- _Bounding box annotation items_
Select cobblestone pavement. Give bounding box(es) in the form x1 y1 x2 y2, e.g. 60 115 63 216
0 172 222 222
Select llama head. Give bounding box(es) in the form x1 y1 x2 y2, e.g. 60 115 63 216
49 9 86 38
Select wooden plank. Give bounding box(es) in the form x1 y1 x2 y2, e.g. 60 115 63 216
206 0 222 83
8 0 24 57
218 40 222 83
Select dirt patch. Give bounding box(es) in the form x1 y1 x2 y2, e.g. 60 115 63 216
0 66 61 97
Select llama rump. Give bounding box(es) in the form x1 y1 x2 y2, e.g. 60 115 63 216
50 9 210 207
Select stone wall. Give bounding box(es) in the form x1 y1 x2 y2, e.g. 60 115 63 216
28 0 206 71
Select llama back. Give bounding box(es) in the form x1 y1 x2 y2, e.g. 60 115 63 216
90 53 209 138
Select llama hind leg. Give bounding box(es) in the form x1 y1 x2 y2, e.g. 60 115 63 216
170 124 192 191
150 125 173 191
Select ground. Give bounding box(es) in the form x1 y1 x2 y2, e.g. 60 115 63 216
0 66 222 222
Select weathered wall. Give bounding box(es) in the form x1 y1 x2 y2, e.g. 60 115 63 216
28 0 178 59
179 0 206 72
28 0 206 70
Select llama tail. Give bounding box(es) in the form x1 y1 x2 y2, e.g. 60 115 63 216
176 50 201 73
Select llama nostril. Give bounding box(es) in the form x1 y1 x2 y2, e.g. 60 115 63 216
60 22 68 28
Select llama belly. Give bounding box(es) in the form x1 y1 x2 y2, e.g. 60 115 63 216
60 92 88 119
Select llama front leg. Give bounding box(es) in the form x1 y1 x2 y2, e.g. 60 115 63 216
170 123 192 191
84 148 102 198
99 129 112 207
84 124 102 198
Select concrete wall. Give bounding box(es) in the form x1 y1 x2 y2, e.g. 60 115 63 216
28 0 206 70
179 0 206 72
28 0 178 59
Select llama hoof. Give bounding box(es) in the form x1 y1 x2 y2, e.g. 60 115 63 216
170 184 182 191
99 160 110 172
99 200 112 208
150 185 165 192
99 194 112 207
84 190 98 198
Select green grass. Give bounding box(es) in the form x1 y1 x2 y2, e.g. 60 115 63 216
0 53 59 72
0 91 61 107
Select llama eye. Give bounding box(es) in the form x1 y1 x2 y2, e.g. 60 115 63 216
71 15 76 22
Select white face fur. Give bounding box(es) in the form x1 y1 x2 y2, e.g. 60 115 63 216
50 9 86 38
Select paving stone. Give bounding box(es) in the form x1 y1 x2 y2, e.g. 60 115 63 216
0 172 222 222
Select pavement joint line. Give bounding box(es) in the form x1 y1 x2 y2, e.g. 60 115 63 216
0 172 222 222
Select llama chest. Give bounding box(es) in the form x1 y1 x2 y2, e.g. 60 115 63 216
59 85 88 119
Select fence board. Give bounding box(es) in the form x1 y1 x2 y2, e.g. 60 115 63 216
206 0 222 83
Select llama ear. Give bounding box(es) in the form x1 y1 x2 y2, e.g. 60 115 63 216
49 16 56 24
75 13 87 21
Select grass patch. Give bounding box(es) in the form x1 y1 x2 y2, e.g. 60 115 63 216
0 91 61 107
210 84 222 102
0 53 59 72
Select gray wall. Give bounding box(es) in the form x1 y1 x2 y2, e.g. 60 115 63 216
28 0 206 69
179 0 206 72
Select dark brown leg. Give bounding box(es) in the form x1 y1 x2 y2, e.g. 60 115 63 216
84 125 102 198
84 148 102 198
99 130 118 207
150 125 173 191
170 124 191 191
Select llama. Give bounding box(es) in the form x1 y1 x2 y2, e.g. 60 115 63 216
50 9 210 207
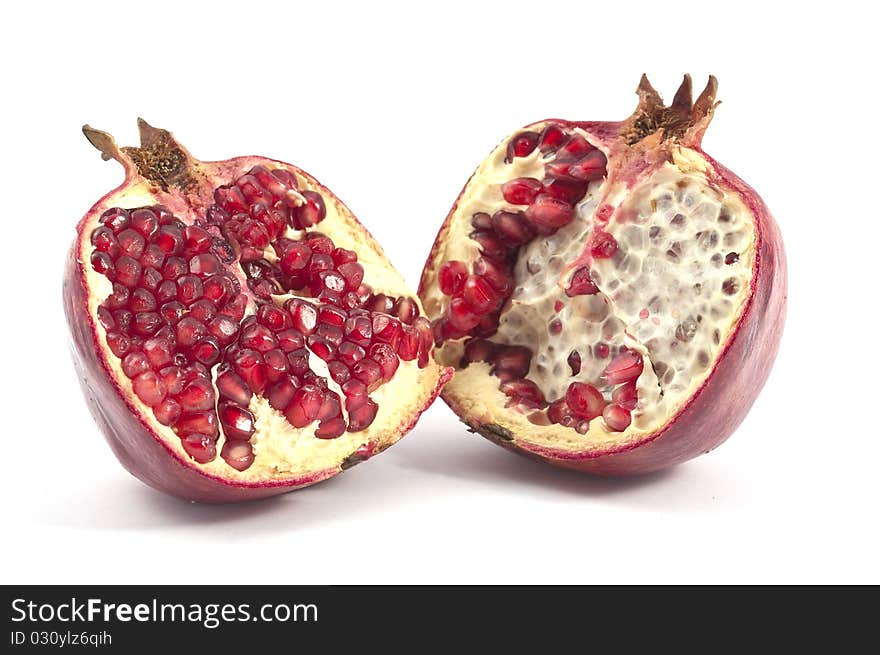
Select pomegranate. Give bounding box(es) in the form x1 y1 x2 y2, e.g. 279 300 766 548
64 121 450 502
419 76 786 475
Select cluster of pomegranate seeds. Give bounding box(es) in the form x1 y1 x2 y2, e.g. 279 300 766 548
444 124 642 434
91 166 433 471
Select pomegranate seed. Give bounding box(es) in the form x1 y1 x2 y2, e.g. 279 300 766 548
437 261 468 296
330 248 357 266
174 411 220 438
278 243 312 275
285 298 318 336
558 134 596 159
602 403 632 432
492 345 532 379
153 398 182 425
238 323 278 353
174 316 207 348
291 191 327 230
602 350 644 384
500 379 547 409
154 225 183 256
315 416 346 439
180 433 217 464
345 316 373 347
345 396 379 432
544 179 588 206
284 384 324 428
474 257 512 296
611 380 639 411
501 177 544 205
131 312 162 337
116 256 142 289
190 337 222 367
525 193 574 230
565 266 599 297
144 337 174 369
220 294 248 321
101 207 130 232
370 343 400 382
351 359 382 391
104 282 131 309
373 313 403 348
448 298 480 334
565 382 605 420
505 132 538 162
159 300 186 325
263 348 288 382
159 366 186 396
341 380 367 398
306 334 336 362
177 275 205 305
538 125 568 153
266 376 299 412
162 257 189 280
220 441 254 471
461 339 495 366
217 402 255 441
232 349 267 394
177 378 214 412
113 309 134 332
107 332 131 357
492 211 535 246
336 341 366 366
462 275 500 314
470 230 508 261
183 225 219 255
275 329 306 353
287 348 310 375
590 230 617 259
217 369 253 409
141 266 162 291
116 228 147 259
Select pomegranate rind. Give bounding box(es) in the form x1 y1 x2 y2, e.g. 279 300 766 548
63 124 451 503
419 80 787 476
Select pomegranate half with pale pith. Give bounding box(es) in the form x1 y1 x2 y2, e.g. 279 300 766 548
64 121 449 502
420 76 786 475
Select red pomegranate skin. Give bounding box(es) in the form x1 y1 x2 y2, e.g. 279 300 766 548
419 93 788 476
68 142 452 503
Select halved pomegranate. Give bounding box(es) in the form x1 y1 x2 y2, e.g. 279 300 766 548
420 76 786 475
64 121 450 502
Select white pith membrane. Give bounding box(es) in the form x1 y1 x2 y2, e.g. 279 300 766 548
422 123 755 452
79 165 440 483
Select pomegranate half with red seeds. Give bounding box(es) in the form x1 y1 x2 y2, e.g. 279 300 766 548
420 76 786 475
64 121 449 502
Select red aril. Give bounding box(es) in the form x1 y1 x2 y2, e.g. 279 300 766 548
64 121 449 502
422 76 786 475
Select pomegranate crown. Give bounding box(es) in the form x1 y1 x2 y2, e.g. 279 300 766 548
623 74 719 146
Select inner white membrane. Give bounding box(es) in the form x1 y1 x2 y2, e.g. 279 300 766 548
424 127 755 448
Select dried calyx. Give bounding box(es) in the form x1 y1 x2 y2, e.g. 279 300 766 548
65 122 444 500
420 76 785 473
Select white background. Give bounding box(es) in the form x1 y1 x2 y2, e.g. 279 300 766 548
0 1 880 583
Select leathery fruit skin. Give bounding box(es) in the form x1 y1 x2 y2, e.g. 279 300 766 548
63 121 450 503
419 76 787 476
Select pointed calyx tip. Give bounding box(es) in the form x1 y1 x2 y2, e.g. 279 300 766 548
624 74 718 145
83 118 194 191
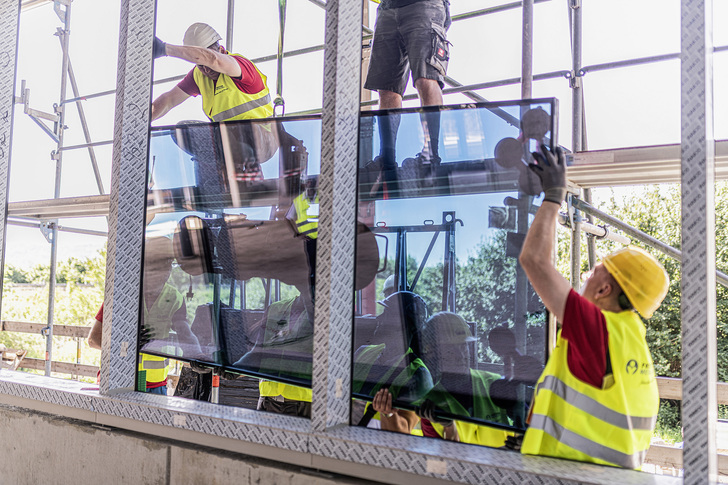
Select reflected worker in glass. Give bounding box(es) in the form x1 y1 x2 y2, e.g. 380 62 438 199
418 312 510 448
89 237 199 395
364 0 450 197
519 146 669 468
352 291 432 434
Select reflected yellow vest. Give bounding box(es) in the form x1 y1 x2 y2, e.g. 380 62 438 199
293 192 318 239
138 284 183 382
258 298 312 402
521 311 659 468
193 54 273 122
427 369 513 448
351 344 425 436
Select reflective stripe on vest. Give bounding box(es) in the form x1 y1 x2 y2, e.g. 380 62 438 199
538 376 657 432
531 414 647 468
293 192 318 239
192 54 273 122
521 311 659 468
211 94 270 122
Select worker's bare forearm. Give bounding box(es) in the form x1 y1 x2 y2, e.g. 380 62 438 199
519 202 571 321
152 86 190 121
167 44 241 77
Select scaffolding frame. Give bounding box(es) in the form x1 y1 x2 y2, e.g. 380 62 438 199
0 0 716 483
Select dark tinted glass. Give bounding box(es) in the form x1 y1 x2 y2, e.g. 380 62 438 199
352 100 556 438
140 117 321 387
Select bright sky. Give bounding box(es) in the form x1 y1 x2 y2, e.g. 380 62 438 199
6 0 728 266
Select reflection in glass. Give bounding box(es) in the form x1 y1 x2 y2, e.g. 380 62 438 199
140 117 322 414
352 100 556 447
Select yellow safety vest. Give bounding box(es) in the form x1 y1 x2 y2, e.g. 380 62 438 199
293 192 318 239
352 344 425 436
193 53 273 122
521 311 659 468
258 298 313 402
258 381 312 402
138 283 183 382
427 369 514 448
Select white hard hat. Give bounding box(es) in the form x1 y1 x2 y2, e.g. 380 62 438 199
182 22 222 49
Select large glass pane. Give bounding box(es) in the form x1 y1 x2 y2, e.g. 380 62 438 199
352 99 557 446
140 117 321 398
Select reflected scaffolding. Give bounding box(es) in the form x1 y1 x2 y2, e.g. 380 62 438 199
352 99 557 447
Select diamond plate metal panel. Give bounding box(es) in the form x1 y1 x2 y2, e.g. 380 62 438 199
0 0 20 322
310 427 660 485
101 0 156 393
311 0 362 430
680 0 718 484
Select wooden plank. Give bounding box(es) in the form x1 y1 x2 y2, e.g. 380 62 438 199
657 377 728 404
0 320 91 338
20 357 99 377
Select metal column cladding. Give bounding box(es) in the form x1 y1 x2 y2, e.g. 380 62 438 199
311 0 362 431
680 0 718 484
0 0 20 324
101 0 156 393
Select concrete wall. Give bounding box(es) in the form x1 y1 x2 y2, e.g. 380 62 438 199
0 405 382 485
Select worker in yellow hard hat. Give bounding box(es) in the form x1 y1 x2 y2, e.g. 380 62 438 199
519 147 669 468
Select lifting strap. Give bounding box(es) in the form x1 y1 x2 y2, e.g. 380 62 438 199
273 0 286 116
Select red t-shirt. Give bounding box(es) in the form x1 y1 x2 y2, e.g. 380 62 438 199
177 55 265 96
561 290 609 388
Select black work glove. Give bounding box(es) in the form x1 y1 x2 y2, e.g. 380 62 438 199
190 362 212 374
220 370 240 381
152 37 167 59
528 145 566 205
503 434 523 451
415 399 452 427
137 324 156 347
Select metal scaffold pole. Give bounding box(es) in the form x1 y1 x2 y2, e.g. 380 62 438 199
513 0 533 353
43 2 71 376
569 0 584 290
680 0 718 485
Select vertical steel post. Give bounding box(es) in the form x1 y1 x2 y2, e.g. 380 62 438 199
101 0 156 394
569 0 584 290
311 0 362 431
513 0 533 353
225 0 235 52
0 0 20 344
680 0 718 484
44 3 71 376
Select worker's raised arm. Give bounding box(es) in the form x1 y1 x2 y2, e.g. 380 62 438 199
518 147 571 321
165 44 242 77
152 86 190 121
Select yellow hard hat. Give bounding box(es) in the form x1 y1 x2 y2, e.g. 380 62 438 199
602 246 670 318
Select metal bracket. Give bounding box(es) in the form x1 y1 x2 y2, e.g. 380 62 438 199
566 195 579 231
38 221 56 243
564 69 586 89
53 0 71 25
15 79 60 143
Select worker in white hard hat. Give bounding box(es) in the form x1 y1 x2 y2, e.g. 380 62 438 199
519 146 669 468
152 23 273 121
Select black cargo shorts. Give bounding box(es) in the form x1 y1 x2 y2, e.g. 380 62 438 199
364 0 450 95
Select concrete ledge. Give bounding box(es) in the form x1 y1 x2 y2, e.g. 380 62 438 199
0 371 682 485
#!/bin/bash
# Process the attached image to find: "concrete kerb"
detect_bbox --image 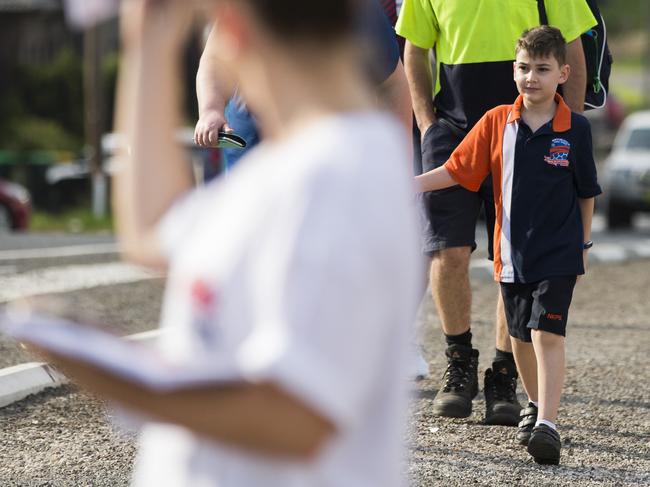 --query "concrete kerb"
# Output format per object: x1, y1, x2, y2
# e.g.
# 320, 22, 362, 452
0, 330, 160, 408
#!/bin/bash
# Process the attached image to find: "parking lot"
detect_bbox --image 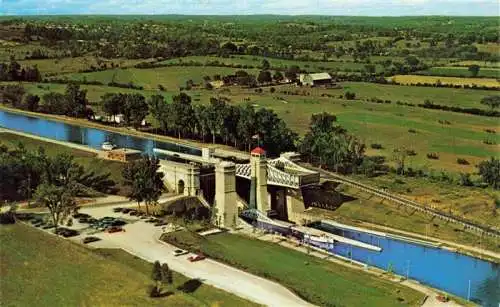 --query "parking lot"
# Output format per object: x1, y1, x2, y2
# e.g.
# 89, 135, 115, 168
18, 204, 311, 306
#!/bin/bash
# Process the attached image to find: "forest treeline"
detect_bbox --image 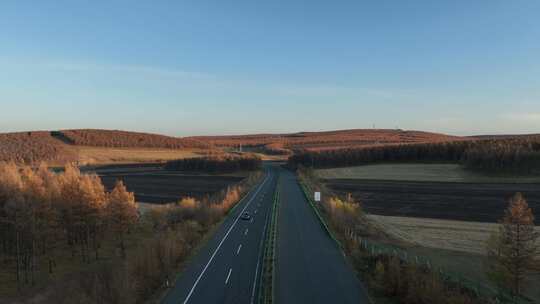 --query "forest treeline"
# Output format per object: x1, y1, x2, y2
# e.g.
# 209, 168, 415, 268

- _Given instruction_
Turn the stretch from the line containing "Select llama nostril." through the line containing "59 85 88 119" into a Markdown table with the columns Row and Line. Leave out blank lines.

- _The output_
| Row | Line |
|---|---|
| 1 | Select llama nostril. Give bounding box(es) in the form x1 y1 x2 y2, e.g. 60 115 63 216 |
| 2 | 60 22 68 28 |
| 3 | Select llama belly. Give bounding box(es) in the form x1 y1 x2 y2, e.g. 60 115 63 216 |
| 4 | 60 92 88 119 |
| 5 | Select llama front leg. Give bounding box(es) in the form x1 y1 x2 y2, e.g. 60 115 63 216 |
| 6 | 170 123 192 191 |
| 7 | 84 148 102 198 |
| 8 | 99 129 112 207 |
| 9 | 84 124 102 198 |
| 10 | Select concrete wall. Give bounding box(es) in the form x1 y1 x2 y2, e.g. 60 115 63 216 |
| 11 | 28 0 206 70 |
| 12 | 179 0 206 72 |
| 13 | 28 0 178 59 |
| 14 | Select llama hoof. Give bounding box(es) in the form x1 y1 x2 y2, e.g. 60 115 63 216 |
| 15 | 170 184 182 191 |
| 16 | 99 160 110 172 |
| 17 | 99 200 112 208 |
| 18 | 150 185 165 192 |
| 19 | 99 194 112 207 |
| 20 | 84 190 98 198 |
| 21 | Select green grass. Give bounding box(es) in the form x1 y1 x2 y2, e.g. 60 115 63 216 |
| 22 | 0 53 59 72 |
| 23 | 0 91 61 107 |
| 24 | Select llama eye. Give bounding box(es) in the form x1 y1 x2 y2, e.g. 60 115 63 216 |
| 25 | 71 15 76 22 |
| 26 | Select white face fur. Give bounding box(es) in the form x1 y1 x2 y2, e.g. 60 115 63 216 |
| 27 | 50 9 86 38 |
| 28 | Select paving stone. Give bounding box(es) in the form x1 y1 x2 y2, e.g. 60 115 63 216 |
| 29 | 0 172 222 222 |
| 30 | Select pavement joint line. Give bounding box(es) in the form x1 y1 x2 y2, e.g. 60 115 63 216 |
| 31 | 0 172 222 222 |
| 32 | Select llama chest. Give bounding box(es) in the form x1 y1 x2 y2, e.g. 60 115 63 216 |
| 33 | 59 85 88 119 |